HOW TO COMPLETE THIS TASK
Locate the line that contains "[(105, 105), (247, 0), (410, 301), (221, 197)]". Copy it and every following line through the end of the records, exactly, and include nothing else.

[Natural-language object grounding data]
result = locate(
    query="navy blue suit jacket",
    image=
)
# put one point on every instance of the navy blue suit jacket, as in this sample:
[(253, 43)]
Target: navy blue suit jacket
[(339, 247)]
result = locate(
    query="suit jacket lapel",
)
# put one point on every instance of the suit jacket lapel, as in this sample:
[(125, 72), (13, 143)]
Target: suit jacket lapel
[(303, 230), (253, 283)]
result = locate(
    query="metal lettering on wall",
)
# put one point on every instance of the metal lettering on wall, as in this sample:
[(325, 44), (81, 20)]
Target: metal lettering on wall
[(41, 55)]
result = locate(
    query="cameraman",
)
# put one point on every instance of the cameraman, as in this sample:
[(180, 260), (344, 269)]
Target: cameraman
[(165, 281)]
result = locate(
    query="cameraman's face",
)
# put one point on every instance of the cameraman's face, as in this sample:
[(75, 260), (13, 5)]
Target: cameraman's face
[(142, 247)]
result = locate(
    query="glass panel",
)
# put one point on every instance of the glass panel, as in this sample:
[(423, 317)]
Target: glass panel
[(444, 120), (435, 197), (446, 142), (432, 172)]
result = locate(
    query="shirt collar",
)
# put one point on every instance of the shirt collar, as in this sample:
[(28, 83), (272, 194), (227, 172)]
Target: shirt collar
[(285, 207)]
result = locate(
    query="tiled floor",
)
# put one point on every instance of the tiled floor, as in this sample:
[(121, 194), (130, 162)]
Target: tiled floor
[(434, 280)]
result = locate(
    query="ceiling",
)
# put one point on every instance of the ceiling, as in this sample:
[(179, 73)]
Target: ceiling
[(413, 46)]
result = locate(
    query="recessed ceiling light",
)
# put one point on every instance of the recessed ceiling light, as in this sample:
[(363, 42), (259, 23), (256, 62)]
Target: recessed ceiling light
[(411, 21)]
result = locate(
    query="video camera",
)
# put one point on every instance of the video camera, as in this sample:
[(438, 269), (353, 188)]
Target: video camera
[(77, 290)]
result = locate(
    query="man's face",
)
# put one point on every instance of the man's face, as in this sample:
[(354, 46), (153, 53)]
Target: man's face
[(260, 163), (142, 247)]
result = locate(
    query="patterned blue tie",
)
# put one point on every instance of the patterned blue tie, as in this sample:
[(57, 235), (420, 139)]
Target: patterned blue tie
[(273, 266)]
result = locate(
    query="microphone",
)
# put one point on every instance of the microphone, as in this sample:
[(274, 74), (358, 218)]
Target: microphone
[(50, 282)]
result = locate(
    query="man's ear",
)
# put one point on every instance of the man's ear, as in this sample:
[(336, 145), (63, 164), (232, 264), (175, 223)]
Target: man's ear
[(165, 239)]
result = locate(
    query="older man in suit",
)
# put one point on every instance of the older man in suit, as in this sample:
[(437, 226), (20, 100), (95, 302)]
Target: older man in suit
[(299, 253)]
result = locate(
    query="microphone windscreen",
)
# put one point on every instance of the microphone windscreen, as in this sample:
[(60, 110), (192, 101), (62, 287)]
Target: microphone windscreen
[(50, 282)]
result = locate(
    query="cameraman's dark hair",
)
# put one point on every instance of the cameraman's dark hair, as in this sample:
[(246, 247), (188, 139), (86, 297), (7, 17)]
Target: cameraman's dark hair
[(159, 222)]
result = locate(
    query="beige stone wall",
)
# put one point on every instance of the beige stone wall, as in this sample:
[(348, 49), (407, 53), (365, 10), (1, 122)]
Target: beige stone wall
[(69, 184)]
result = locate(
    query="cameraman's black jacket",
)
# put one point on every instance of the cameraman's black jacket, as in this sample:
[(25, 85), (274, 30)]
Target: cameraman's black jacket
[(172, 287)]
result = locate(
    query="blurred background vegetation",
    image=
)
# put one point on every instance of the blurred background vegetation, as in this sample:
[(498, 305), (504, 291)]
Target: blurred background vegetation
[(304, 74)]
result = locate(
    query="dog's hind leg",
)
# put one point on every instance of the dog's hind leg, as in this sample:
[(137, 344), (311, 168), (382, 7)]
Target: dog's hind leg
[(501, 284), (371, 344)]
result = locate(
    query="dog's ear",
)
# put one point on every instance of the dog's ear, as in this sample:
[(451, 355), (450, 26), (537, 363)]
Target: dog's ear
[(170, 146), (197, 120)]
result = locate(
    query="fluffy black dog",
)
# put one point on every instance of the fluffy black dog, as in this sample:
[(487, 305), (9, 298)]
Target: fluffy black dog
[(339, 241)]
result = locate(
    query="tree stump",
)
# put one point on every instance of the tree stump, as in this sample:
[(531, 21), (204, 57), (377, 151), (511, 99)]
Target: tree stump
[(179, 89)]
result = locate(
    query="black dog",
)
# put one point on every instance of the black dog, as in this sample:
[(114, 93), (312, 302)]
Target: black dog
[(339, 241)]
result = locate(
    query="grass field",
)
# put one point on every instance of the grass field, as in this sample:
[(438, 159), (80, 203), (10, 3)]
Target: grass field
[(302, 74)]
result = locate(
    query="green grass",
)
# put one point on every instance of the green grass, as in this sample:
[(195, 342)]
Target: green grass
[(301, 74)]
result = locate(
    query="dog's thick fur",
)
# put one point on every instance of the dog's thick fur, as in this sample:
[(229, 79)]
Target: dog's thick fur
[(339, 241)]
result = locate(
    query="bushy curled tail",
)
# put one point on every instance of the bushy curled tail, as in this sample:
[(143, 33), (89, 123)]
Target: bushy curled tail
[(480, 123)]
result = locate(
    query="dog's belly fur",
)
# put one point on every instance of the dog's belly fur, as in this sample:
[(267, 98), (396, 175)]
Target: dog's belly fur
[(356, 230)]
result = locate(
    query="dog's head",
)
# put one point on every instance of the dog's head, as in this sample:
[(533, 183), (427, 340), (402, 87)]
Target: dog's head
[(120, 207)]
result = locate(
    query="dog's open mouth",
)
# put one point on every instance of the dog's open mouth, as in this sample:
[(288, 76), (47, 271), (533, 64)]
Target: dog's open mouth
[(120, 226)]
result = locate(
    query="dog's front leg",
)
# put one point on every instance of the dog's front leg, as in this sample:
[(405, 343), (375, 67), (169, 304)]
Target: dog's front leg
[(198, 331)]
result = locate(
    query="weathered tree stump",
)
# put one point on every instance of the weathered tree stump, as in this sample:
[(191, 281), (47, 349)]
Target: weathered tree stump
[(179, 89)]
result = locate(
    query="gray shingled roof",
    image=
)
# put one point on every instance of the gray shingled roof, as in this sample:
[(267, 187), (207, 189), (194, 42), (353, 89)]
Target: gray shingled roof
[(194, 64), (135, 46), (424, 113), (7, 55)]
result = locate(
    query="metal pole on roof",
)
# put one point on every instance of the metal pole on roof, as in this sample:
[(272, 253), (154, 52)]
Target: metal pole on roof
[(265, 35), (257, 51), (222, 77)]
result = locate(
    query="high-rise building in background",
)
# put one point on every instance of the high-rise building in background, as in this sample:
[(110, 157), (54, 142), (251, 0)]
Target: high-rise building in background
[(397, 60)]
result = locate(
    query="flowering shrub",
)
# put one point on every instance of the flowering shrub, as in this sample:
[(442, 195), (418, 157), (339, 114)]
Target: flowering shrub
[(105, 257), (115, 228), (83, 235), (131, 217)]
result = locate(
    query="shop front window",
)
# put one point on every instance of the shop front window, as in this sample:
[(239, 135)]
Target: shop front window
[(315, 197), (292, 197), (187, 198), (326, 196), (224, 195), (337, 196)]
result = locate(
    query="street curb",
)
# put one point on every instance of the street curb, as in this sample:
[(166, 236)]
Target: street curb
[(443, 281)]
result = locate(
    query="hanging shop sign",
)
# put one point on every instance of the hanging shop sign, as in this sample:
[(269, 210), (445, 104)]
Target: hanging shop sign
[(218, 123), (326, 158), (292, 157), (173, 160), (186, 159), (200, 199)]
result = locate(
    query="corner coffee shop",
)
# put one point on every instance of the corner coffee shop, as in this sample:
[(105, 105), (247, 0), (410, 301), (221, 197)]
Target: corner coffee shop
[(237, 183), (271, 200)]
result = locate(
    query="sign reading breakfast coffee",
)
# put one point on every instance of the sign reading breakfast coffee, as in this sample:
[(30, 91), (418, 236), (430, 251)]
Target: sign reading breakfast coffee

RESULT OF THIS TASK
[(105, 105), (247, 0), (410, 301), (221, 197)]
Target: corner coffee shop
[(237, 183), (271, 200)]
result = locate(
    query="sign reading breakfast coffee",
)
# put one point on every instance of the sign reading breakfast coffee, as in this sample:
[(30, 91), (418, 236), (430, 251)]
Target: sign reading breakfast coffee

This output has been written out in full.